Directions:
(a) Name the groups of people whose grief is described in the first four lines of the poem.
(b) Reproduce the poem word for word, starting with "The eyes of" and going on through "their desolate dwelling!".

Excerpt to read:
***
The eyes of our maidens are heavy with weeping,
The fire ’neath the brow of our young men is sleeping,
And the half-broken hearts of the aged are swelling,
As the smoke curls its last round their desolate dwelling!
“ ‘We must go! but the wailings ye wring from us here
Shall crowd your foul prayers from the Great Spirit’s ear,
And when ye pray for mercy, remember that Heaven
Will forgive (so ye taught us) as ye have forgiven!
Ay, slay! and our souls on the pinions of prayer
Shall mount freely to Heaven and seek justice there,
For the flame of our wigwams points sadly on high
To the sole path of mercy ye’ve left us—to die!
“ ‘God’s glad sun shone as warm on our once peaceful homes
As when gilding the pomp of your proud swelling domes,
And His wind sang a pleasanter song to the trees
Than when rustling the silk in your temples of ease;
For He judges not souls by their flesh-garment’s hue,
And His heart is as open for us as for you;
Though He fashioned the Redman of duskier skin,
Yet the Paleface’s breast is far darker within!
“ ‘We are gone! the proud Redman hath melted like snow
From the soil that is tracked by the foot of his foe;
Like a summer cloud spreading its sails to the wind,
We shall vanish and leave not a shadow behind.
***
Records from a collection:
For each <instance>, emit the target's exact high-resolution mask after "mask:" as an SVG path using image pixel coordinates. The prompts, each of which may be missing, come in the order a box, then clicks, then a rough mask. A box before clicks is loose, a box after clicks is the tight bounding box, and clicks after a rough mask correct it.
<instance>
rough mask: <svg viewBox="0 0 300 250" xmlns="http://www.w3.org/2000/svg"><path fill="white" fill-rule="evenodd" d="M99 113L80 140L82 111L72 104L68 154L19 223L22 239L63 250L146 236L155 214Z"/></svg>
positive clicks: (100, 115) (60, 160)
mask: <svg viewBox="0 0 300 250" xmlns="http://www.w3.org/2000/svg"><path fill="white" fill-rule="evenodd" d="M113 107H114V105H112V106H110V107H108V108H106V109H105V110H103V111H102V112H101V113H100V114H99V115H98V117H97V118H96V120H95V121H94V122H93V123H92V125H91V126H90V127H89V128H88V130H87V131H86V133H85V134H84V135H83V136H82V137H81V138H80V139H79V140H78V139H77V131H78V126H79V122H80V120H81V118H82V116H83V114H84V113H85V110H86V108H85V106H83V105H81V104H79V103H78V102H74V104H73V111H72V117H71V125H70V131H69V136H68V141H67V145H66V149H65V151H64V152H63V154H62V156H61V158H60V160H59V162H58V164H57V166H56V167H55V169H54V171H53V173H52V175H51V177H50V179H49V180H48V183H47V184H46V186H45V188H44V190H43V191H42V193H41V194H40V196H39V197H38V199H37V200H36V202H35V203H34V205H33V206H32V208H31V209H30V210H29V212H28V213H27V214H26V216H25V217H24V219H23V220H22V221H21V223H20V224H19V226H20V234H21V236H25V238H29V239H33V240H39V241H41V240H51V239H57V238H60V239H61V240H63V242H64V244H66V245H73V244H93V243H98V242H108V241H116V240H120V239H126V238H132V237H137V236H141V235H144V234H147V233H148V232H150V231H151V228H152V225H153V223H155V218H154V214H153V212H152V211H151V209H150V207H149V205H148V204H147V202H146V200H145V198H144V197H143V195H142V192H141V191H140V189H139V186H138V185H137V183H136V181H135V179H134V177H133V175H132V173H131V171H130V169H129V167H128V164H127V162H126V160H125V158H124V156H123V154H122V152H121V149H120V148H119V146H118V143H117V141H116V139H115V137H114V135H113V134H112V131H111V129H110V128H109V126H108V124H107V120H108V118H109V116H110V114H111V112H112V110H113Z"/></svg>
***
Solutions below:
(a) Maidens, young men, and the aged

(b)
The eyes of our maidens are heavy with weeping,
The fire ’neath the brow of our young men is sleeping,
And the half-broken hearts of the aged are swelling,
As the smoke curls its last round their desolate dwelling!